SHORT PROBLEM -> Could you copy every one of the entries below word for word, changing nothing?

ENTRIES PROVIDED ->
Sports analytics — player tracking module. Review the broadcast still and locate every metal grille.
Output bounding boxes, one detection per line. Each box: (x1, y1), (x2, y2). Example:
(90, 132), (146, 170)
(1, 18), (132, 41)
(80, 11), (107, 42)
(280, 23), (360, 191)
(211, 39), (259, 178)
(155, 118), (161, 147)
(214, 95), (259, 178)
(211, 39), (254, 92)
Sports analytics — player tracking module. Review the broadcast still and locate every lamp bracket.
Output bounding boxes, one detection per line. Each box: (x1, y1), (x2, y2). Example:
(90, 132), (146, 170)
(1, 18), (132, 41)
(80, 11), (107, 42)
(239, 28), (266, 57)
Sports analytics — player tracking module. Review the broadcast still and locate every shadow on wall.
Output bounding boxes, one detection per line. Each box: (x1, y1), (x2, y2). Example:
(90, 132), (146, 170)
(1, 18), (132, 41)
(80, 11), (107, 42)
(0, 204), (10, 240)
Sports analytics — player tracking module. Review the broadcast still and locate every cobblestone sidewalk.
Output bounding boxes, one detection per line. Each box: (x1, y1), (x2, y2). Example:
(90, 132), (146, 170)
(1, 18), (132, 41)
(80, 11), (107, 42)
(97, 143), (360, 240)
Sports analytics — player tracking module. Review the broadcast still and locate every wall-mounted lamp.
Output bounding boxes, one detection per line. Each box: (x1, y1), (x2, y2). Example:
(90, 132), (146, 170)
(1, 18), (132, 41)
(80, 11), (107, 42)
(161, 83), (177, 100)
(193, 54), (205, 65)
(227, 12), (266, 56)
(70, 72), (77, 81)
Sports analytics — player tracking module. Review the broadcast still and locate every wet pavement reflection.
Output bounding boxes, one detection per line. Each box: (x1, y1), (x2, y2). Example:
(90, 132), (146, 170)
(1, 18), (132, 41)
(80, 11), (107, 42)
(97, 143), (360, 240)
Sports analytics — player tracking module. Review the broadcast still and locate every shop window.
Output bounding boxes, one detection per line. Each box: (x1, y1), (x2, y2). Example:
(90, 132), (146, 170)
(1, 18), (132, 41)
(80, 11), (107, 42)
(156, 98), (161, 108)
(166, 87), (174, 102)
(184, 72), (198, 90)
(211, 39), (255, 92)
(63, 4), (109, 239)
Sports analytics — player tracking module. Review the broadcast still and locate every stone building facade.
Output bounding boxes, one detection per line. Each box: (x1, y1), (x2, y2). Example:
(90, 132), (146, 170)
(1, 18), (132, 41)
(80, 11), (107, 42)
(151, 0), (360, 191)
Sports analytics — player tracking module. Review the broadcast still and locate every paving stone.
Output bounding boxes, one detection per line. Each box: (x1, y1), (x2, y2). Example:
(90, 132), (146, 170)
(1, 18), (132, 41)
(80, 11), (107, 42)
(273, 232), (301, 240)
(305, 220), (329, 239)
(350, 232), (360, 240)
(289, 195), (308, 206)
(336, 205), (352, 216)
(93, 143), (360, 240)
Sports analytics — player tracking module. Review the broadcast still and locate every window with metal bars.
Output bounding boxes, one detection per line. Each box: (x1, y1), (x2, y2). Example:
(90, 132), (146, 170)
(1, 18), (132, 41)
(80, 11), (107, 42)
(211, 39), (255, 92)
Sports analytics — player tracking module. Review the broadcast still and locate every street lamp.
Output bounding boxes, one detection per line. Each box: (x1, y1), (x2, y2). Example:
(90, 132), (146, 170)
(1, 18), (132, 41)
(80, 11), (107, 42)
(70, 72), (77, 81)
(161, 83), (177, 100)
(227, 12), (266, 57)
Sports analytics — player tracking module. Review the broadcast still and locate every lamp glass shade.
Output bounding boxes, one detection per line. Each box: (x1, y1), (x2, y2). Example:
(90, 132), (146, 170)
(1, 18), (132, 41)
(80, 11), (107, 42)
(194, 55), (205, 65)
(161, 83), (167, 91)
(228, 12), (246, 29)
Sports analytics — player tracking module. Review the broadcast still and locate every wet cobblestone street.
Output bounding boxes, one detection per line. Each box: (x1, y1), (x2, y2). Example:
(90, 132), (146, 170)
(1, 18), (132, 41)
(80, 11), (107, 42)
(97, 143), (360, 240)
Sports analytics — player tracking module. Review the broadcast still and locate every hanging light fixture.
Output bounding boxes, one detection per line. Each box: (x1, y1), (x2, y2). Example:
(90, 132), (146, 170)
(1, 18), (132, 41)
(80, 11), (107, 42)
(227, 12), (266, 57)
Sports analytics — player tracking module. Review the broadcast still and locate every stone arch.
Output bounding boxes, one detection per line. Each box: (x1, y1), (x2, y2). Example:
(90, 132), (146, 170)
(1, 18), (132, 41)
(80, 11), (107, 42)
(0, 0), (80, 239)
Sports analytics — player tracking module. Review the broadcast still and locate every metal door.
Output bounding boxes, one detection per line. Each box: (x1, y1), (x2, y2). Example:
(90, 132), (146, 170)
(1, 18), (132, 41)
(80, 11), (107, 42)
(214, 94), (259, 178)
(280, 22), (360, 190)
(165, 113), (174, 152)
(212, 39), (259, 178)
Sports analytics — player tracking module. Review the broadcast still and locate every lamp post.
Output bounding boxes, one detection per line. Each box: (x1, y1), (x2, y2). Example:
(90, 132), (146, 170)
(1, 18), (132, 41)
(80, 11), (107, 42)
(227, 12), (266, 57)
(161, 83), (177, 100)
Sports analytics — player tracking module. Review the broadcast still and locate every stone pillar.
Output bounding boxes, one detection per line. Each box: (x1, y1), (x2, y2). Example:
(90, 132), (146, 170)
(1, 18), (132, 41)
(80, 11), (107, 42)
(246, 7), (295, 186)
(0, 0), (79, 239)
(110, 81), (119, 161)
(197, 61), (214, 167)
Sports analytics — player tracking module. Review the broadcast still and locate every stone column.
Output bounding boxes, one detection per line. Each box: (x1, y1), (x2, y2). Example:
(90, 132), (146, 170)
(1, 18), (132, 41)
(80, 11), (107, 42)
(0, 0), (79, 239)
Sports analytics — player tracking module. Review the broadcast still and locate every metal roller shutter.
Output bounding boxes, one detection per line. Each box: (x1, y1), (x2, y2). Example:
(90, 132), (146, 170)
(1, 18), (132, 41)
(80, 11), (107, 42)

RESPONSE TO THIS TASK ->
Sports analytics — player tracking module. Review the broadcast still and locate every metal grille.
Output bounding boxes, one detection per line. Each box: (x1, y1), (x2, y2). Example:
(90, 132), (146, 170)
(1, 18), (132, 41)
(80, 11), (107, 42)
(280, 23), (360, 191)
(211, 39), (259, 178)
(155, 118), (161, 147)
(214, 95), (259, 178)
(211, 39), (254, 92)
Sports analytics — player tracking module. Review the broadcast still and locate every lamp bracket.
Output bounding boxes, one detection per line. Each box: (x1, y1), (x2, y2). Example:
(90, 132), (146, 170)
(1, 18), (132, 41)
(80, 11), (107, 42)
(239, 28), (266, 57)
Sports analytics — player tracking module. Review the broadcast still and locate every shadow on wall.
Output bounding boxes, one detection per line. Each box: (x1, y1), (x2, y2). Example:
(90, 132), (146, 170)
(1, 18), (132, 41)
(80, 11), (107, 42)
(0, 204), (10, 240)
Sports analytics — player tracking module. Review the broadcast still and locate every cobblestone sidewalk.
Output bounding boxes, one detection per line. Each box: (x1, y1), (x2, y2). Example:
(90, 132), (146, 170)
(1, 18), (132, 41)
(80, 11), (107, 42)
(97, 143), (360, 240)
Sports analytics — player tracking module. Review the broadcast still and locate every wall-mounted lamp.
Output bounding boxes, one detection per line. Each box: (x1, y1), (x2, y2). Example:
(90, 132), (146, 170)
(1, 18), (132, 41)
(80, 11), (107, 42)
(161, 83), (177, 100)
(193, 54), (205, 65)
(227, 12), (266, 56)
(70, 72), (77, 81)
Sports analytics — player tracking module. Review the broadcast still and locate every wet pavement reflection.
Output bounding boxes, one detection per line. Each box: (x1, y1), (x2, y2). Example:
(90, 132), (146, 170)
(1, 18), (132, 41)
(80, 11), (107, 42)
(97, 143), (360, 240)
Sports analytics — player tracking module. Review the broadcast still and locate every shop window.
Output bounding boxes, one detection per line. Each box: (x1, y1), (x2, y2). Example:
(90, 132), (146, 170)
(1, 18), (132, 41)
(80, 11), (107, 42)
(156, 98), (161, 108)
(166, 87), (174, 102)
(184, 72), (198, 90)
(211, 39), (255, 92)
(63, 4), (109, 239)
Sports analytics — player tracking module. Review the broadcast still and locate every stone building facade.
Output bounding boxes, one detection per line. Each box: (x1, y1), (x2, y2). Example:
(90, 132), (146, 170)
(1, 18), (132, 41)
(80, 11), (107, 42)
(151, 0), (360, 191)
Sports analytics — player tracking module. Review the broadcast still and locate every paving stone.
Output bounding boxes, one detection per line. Each box: (x1, y1), (x2, y2). Example:
(90, 132), (146, 170)
(1, 18), (132, 41)
(80, 11), (107, 42)
(273, 232), (301, 240)
(305, 220), (329, 239)
(350, 232), (360, 240)
(289, 195), (308, 206)
(336, 205), (352, 216)
(93, 143), (360, 240)
Sports analytics — player tracking module. Review the broadcast still and locate every window with metal bars.
Output bounding boxes, one detection per line. Each box: (x1, y1), (x2, y2). Example:
(90, 132), (146, 170)
(1, 18), (132, 41)
(80, 11), (107, 42)
(211, 39), (255, 92)
Sports analytics — player tracking module. Review the broadcast still and locate every street lamp.
Output bounding boxes, one detection per line. Each box: (x1, y1), (x2, y2). Example:
(90, 132), (146, 170)
(1, 18), (132, 41)
(80, 11), (107, 42)
(70, 72), (77, 81)
(161, 83), (177, 100)
(227, 12), (266, 57)
Sports analytics — player tracking module. Review the broadcast still and locate every lamp glass shade.
Output bounding boxes, one detection per line. Each box: (x1, y1), (x2, y2). Example:
(90, 132), (146, 170)
(1, 18), (132, 41)
(80, 11), (107, 42)
(194, 55), (205, 65)
(161, 83), (167, 91)
(228, 12), (246, 29)
Sports analytics — player tracking module. Review the broadcast still and locate every wet cobblestone street.
Output bounding boxes, one detection per line. Each box: (x1, y1), (x2, y2). Example:
(90, 132), (146, 170)
(1, 18), (132, 41)
(80, 11), (107, 42)
(97, 143), (360, 240)
Sports analytics — player tracking module. Review the broadcast still and locate every hanging light fixture.
Output bounding boxes, one detection per line. Each box: (x1, y1), (x2, y2). Example:
(90, 132), (146, 170)
(1, 18), (132, 41)
(80, 11), (107, 42)
(227, 12), (266, 57)
Sports analytics — player tracking module. Review the broadcast still and locate every stone arch.
Output bounding boxes, one detection per line. Each box: (x1, y1), (x2, y2). Example:
(90, 132), (146, 170)
(1, 18), (132, 41)
(80, 11), (107, 42)
(0, 0), (80, 239)
Sports analytics — player tracking module. Review the broadcast still and locate every metal door.
Output bounding boxes, one detection per line. Each box: (x1, y1), (x2, y2). Example:
(90, 132), (146, 170)
(1, 18), (132, 41)
(80, 11), (107, 42)
(214, 94), (259, 178)
(280, 22), (360, 190)
(165, 113), (174, 152)
(212, 39), (259, 178)
Sports analytics — player tracking module. Review the broadcast still and locate every lamp post.
Output bounding boxes, one detection per line. Each box: (x1, y1), (x2, y2). Example:
(90, 132), (146, 170)
(1, 18), (132, 41)
(80, 11), (107, 42)
(227, 12), (266, 57)
(161, 83), (177, 100)
Sports analytics — player tracking module. Review the broadcast still and locate every stone pillar.
Output bounding boxes, one detection per line. Each box: (x1, y1), (x2, y2). Example:
(90, 132), (146, 170)
(1, 18), (132, 41)
(80, 11), (107, 42)
(246, 7), (295, 186)
(0, 0), (79, 239)
(110, 81), (119, 161)
(197, 61), (214, 167)
Sports analytics — player tracking module. Review the broadcast still and locate every stone column.
Output bounding boxes, one detection per line. Each box: (x1, y1), (x2, y2). Example:
(90, 132), (146, 170)
(1, 18), (132, 41)
(80, 11), (107, 42)
(0, 0), (79, 239)
Sports analytics — player tracking module. Review the broadcast still and locate every metal roller shutter.
Output bounding boxes, one detection per line. Each box: (x1, y1), (x2, y2). Example:
(90, 132), (146, 170)
(1, 18), (132, 41)
(80, 11), (107, 42)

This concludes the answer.